--- Task to complete ---
Write out everything from the start of the items down to the line holding "x=1018 y=653", both included. Keep the requests as they are, but raise every x and y coordinate in the answers by 41.

— Begin —

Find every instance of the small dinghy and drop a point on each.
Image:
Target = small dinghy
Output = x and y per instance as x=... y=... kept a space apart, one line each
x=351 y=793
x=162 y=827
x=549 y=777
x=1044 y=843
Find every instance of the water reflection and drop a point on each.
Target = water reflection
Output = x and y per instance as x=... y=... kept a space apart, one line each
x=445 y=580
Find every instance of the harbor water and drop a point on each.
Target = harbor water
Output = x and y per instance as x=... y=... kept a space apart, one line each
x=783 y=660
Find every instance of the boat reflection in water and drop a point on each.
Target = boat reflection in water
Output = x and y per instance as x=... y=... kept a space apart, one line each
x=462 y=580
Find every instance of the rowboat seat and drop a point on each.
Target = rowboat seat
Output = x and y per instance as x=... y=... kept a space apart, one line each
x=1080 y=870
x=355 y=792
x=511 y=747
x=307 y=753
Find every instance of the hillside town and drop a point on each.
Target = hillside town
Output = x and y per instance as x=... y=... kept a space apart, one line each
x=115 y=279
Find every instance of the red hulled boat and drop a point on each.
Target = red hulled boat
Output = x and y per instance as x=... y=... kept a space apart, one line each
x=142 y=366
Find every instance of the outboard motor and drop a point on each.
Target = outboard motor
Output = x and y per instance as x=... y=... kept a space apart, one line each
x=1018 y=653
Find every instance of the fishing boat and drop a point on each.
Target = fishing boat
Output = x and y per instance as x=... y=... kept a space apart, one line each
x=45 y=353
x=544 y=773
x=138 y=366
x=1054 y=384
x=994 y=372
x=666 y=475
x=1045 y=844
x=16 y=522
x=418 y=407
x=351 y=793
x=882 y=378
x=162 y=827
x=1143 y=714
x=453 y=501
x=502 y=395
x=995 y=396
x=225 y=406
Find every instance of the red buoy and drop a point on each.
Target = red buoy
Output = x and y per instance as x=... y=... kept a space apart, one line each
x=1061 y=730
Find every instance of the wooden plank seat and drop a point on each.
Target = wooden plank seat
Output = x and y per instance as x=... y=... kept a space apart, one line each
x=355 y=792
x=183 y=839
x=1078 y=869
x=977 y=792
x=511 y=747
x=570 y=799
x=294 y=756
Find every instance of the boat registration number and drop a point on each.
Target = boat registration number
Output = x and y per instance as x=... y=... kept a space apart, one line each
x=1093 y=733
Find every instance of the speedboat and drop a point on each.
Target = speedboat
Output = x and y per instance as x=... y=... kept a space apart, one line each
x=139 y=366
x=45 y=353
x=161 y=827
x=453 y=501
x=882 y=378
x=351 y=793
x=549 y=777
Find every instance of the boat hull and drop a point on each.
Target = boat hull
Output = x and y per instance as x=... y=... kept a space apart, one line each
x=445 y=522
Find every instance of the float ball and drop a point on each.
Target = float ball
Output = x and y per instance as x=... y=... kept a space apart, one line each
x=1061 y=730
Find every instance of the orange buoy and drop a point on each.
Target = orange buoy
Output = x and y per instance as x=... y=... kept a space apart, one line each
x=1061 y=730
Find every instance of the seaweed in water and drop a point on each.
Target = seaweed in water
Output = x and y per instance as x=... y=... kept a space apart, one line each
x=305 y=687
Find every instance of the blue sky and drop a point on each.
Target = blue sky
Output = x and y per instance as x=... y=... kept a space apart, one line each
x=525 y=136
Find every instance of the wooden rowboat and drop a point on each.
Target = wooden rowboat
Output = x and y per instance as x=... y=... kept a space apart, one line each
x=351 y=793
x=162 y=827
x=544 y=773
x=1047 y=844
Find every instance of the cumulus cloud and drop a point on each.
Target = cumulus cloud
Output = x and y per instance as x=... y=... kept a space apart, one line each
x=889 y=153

— End —

--- Correct output ---
Find every instance of the small dinghy and drop a point on each.
Image:
Target = small dinghy
Output = x and y per instance as x=... y=... kept a space apart, one line each
x=392 y=834
x=203 y=868
x=590 y=818
x=1085 y=884
Find every instance of the water reflection and drop a point on each.
Target = water reflection
Output = x and y per instance as x=... y=... kept a space apart, one line each
x=486 y=621
Find every instance of the harbor water and drop a point on each.
Target = harbor water
Output = x and y per instance as x=... y=... kept a space apart, one line each
x=824 y=701
Find every instance of the boat reflection in water and drop a point on each.
Target = boat reflection in water
Output = x and y per instance as x=... y=... kept a space apart, one line each
x=503 y=621
Find every instance of the rowboat seat and drop a point on each.
Target = rowboat seat
Output = x and y per instance as x=... y=... kept a space apart, one line each
x=1121 y=911
x=396 y=833
x=552 y=788
x=348 y=794
Find every instance of the hillside town and drop a point on each.
Target = hillside town
Output = x and y per instance as x=... y=... kept a space apart, one line each
x=156 y=320
Find every instance of the red hulled boat and drop a point on each.
Target = red hulled boat
Output = x and y per instance as x=... y=... kept a space apart, one line each
x=183 y=407
Find every instance of the outboard motor and drop a point on each.
Target = outboard motor
Output = x and y per instance as x=... y=... kept a space apart, one line each
x=1059 y=694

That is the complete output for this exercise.